--- begin PAGE EXCERPT ---

Former Ghosts is a project of Freddy Ruppert, former member of This Song Is a Mess But So Am I, with loose collaborations from multiple people including Xiu Xiu frontman Jamie Stewart, Zola Jesus originator Nika Roza Danilova, Yasmine Kittles of Tearist, Annie Lewandowski of Powerdove, and Carla Bozulich. Past live incarnations have included Jherek Bischoff and Sam Mickens.  Ruppert is the lead songwriter on this project. The title of the debut, Fleurs, is a reference to the white-flowered iris (Iris germanica).

Formation

From an interview, Ruppert explained the formation of the band:

Critical reception
Pitchfork said the debut single, "Hold On", "sounds like what might've happened to Joy Division if Ian Curtis had bought a Casio and a four-track and fired the rest of the band."

AllMusic gave Fleurs 3.5/5 stars and said that "Former Ghosts evoke isolation with a fearlessness that few of their peers can match."

--- end PAGE EXCERPT ---

▶ _TASK INSTRUCTIONS_
- A) Print the part of the Former Ghosts article from "Former Ghosts is" to "iris (Iris germanica).".
- B) Write what comes next in the Former Ghosts article, starting after its last sentence.
The listing after the Former Ghosts article has nothing to do with it.

--- begin DATASET ROWS ---

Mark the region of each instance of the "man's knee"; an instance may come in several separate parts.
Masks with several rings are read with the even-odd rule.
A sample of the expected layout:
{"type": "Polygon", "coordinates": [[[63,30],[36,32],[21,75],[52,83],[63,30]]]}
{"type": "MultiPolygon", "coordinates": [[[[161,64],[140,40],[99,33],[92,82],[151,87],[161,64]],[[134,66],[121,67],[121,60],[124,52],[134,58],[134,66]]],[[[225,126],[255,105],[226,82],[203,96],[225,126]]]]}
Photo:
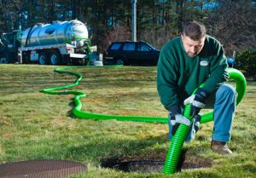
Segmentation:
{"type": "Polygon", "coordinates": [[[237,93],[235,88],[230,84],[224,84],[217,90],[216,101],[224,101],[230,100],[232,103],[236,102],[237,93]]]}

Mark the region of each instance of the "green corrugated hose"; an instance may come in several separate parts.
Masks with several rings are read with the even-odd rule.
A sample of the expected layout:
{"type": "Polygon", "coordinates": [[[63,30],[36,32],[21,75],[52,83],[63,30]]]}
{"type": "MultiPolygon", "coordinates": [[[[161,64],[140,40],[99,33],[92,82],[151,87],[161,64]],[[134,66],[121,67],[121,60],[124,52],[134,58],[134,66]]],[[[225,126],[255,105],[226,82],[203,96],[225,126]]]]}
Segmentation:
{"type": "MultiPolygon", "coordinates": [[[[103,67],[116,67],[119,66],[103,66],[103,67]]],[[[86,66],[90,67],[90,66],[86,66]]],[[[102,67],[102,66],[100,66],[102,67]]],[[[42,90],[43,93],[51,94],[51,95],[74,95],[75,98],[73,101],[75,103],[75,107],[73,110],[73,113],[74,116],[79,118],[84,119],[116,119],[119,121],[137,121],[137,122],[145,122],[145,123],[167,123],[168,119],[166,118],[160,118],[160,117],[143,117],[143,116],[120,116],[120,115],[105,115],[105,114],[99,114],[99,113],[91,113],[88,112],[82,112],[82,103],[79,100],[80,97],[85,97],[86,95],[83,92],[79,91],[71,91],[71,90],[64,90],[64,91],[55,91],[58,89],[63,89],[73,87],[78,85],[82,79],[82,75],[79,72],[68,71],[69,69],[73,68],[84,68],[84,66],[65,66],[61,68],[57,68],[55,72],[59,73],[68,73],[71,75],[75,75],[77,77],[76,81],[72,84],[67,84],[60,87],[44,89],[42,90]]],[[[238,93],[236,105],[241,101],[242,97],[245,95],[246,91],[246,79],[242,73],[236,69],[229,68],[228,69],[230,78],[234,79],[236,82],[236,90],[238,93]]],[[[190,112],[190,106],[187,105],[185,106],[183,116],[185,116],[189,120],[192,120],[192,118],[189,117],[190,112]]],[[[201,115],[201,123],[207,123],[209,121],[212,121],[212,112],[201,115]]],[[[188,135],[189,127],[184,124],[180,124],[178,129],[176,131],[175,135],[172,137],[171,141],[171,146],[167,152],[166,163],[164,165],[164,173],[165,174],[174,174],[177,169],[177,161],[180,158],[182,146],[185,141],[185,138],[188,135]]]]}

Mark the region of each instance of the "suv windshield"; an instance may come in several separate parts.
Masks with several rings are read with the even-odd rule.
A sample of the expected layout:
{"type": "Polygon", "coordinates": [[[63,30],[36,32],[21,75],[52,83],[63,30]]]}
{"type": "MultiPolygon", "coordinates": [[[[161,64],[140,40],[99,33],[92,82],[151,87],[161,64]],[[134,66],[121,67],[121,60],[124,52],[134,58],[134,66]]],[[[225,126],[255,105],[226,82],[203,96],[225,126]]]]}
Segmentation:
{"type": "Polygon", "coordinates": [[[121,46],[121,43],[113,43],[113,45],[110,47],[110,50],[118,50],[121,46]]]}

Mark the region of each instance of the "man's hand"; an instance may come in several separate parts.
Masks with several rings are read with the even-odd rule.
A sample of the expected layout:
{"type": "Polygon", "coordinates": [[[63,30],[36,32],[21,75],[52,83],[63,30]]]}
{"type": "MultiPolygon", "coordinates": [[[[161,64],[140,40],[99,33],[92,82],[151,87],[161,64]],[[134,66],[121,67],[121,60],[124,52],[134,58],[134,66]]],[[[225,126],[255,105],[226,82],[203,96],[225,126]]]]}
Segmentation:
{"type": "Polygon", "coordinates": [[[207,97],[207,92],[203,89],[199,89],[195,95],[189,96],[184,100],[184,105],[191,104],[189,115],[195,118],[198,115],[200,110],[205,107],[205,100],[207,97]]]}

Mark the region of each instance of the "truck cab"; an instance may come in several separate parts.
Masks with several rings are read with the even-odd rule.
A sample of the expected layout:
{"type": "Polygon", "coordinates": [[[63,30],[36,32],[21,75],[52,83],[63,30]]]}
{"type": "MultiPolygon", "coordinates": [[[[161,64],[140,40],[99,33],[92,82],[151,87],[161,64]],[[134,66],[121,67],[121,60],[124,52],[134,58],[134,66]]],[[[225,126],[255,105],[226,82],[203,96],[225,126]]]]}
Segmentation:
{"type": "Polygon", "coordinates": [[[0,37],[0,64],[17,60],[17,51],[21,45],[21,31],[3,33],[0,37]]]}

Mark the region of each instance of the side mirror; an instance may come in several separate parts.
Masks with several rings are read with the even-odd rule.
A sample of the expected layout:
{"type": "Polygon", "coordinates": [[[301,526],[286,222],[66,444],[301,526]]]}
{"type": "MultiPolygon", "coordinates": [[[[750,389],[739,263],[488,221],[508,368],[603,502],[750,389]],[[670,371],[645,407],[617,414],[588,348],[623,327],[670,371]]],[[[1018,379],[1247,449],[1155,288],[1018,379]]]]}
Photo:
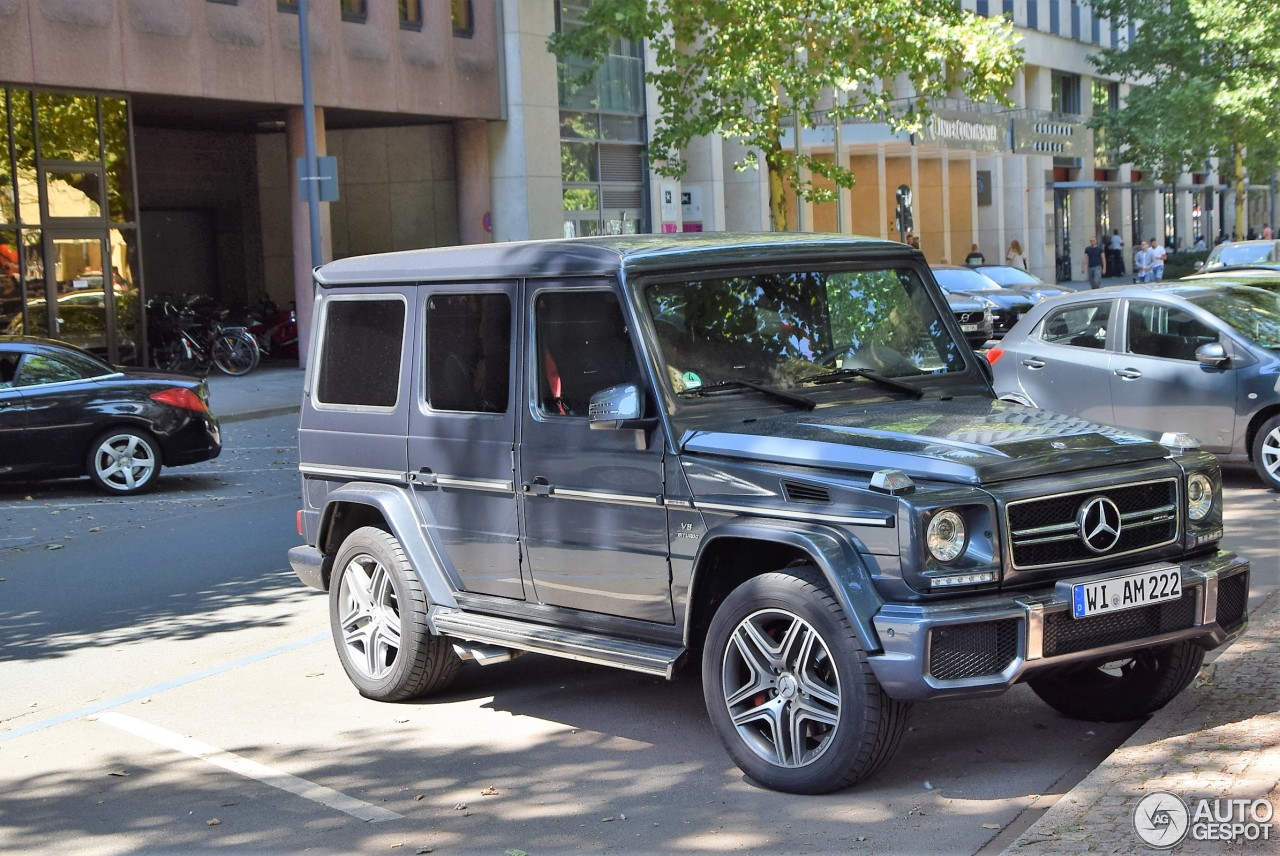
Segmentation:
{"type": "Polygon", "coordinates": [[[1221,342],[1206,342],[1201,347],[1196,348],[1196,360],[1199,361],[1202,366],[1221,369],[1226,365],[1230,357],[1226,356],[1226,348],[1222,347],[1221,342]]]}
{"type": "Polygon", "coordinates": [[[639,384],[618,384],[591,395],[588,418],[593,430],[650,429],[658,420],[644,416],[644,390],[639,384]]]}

--- end DATASET ROWS ---

▶ _SOLVED TASKS_
- A)
Former Ghosts is a project of Freddy Ruppert, former member of This Song Is a Mess But So Am I, with loose collaborations from multiple people including Xiu Xiu frontman Jamie Stewart, Zola Jesus originator Nika Roza Danilova, Yasmine Kittles of Tearist, Annie Lewandowski of Powerdove, and Carla Bozulich. Past live incarnations have included Jherek Bischoff and Sam Mickens.  Ruppert is the lead songwriter on this project. The title of the debut, Fleurs, is a reference to the white-flowered iris (Iris germanica).

- B)
The blog Fingers Become Thumbs listed Fleurs as their album of the year (2009), stating: "In all seriousness, this is a dark and intense record in which Ruppert really puts himself out there, so much so that even listening to it can be emotionally draining. In saying that, by the standards of its members its by no means a ‘difficult’ listen, and in fact was intended to be the synth-pop side-project of Freddy and Jamie."

Prefixmag.com found Fleurs to be "intermittently brilliant", but felt it could "benefit greatly from more collaboration and judicious editing of the track list".

Discography
 Fleurs (2009)
 New Love (2010)
 Split 7" w/ Funeral Advantage (2015)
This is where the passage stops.